Work to be completed:
Only the text of the records belongs in the answer; the pictures must be dropped.

==== Data for the task

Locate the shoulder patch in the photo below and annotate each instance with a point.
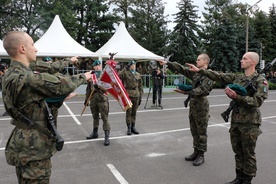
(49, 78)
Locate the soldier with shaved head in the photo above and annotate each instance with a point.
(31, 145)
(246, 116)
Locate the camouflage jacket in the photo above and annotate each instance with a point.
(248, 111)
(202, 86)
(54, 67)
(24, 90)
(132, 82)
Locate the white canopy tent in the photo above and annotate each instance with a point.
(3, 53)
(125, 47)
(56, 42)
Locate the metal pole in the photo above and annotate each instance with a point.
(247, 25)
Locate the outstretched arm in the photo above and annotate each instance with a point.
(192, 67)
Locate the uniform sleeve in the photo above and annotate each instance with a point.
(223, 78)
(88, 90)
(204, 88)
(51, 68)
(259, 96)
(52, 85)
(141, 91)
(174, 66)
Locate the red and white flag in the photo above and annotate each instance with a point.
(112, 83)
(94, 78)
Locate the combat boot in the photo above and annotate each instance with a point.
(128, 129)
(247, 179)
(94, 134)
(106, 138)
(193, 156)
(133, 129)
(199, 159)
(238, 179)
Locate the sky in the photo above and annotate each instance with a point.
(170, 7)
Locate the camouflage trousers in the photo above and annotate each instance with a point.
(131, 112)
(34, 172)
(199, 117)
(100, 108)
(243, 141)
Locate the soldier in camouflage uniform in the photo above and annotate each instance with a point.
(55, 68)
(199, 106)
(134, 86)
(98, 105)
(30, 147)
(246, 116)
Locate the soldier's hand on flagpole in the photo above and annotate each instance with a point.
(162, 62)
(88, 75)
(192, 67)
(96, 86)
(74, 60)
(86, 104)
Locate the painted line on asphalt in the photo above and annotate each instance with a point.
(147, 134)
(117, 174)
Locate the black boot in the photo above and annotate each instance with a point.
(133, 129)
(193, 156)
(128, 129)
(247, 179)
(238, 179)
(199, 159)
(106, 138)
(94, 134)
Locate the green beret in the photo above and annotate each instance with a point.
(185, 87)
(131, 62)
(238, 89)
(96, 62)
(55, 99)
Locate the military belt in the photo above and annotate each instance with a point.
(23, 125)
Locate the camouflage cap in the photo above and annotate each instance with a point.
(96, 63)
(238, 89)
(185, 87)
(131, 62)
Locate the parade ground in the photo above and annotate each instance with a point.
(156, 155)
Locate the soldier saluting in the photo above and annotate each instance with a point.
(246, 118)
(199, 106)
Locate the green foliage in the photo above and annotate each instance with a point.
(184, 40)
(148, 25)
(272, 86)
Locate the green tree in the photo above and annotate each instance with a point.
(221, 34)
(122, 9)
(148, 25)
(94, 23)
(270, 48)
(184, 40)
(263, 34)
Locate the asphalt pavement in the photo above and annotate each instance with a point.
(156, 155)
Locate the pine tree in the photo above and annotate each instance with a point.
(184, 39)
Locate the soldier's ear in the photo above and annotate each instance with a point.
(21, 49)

========

Answer box:
Locate the shoulder patch in the photo below and annotate each instance with a point.
(49, 78)
Locate the soldier with shaved head in the photo above and annotate each instance with a point.
(31, 145)
(246, 116)
Locate the camouflage jacket in the photo above and annotate each instance with a point.
(248, 111)
(202, 86)
(54, 67)
(24, 90)
(132, 82)
Locate the white canopy tent in the photo above and annotate each instance with a point.
(3, 53)
(125, 47)
(56, 42)
Locate the metal pole in the photo above and annotate each instance with a point.
(247, 25)
Locate the outstretched arm in the photo above and annotate each instance with a point.
(192, 67)
Locate the uniform sleeve in the photo above and annotate each instance with a point.
(223, 78)
(88, 90)
(204, 88)
(51, 68)
(259, 96)
(52, 85)
(141, 91)
(174, 66)
Locate the red and white flag in the photo above and annotate each instance with a point.
(112, 83)
(94, 78)
Locate the combat boot in the photo above and annotate each instance with a point.
(128, 129)
(247, 179)
(94, 134)
(106, 138)
(193, 156)
(133, 129)
(199, 159)
(238, 179)
Locate the sky in the photo above and annotate each instance with a point.
(170, 7)
Locate the camouflage trousers in the photo above and annotate each instance with a point.
(131, 112)
(34, 172)
(199, 117)
(100, 108)
(243, 141)
Locate the soldier in camouflage uniform in the photo above and annotate each instance with a point.
(55, 68)
(199, 106)
(134, 86)
(98, 105)
(30, 147)
(246, 116)
Locate the soldier's hand on flagpole in the photo above and annotate each instance with a point.
(162, 62)
(88, 75)
(192, 67)
(96, 86)
(74, 60)
(86, 104)
Locate the painted line on asphalt in the photo above and annotate each instance with a point.
(147, 134)
(117, 174)
Locate the black boot in the photo above and annotate each instance with a point.
(133, 129)
(193, 156)
(128, 129)
(247, 179)
(238, 179)
(199, 159)
(106, 138)
(94, 134)
Locate the green beret in the photo above and annotate each instance with a point.
(185, 87)
(131, 62)
(238, 89)
(96, 62)
(55, 99)
Locate the military belt in the photo above and annotate each instance with a point.
(23, 125)
Locate the camouflage cap in the photo above and annotate each instance with a point.
(96, 63)
(238, 89)
(185, 87)
(131, 62)
Locate the parade ground in the photo above and annotate each instance with a point.
(156, 155)
Locate the soldier saluting in the photo above and annotate each instance with a point.
(246, 118)
(199, 106)
Locate the green foliage in the photo above and annotate each instance with a point.
(184, 40)
(148, 25)
(272, 86)
Locate the green tree in the photo above and annotate each instance with a point.
(221, 34)
(122, 9)
(148, 25)
(94, 23)
(270, 48)
(184, 40)
(263, 34)
Locate the asphalt pavement in the photo above and annotate each instance with a point.
(156, 155)
Locate the pine tree in the photo above and annotate each instance with a point.
(184, 39)
Locate the soldier's ear in the photo above and annotate each instance with a point.
(21, 49)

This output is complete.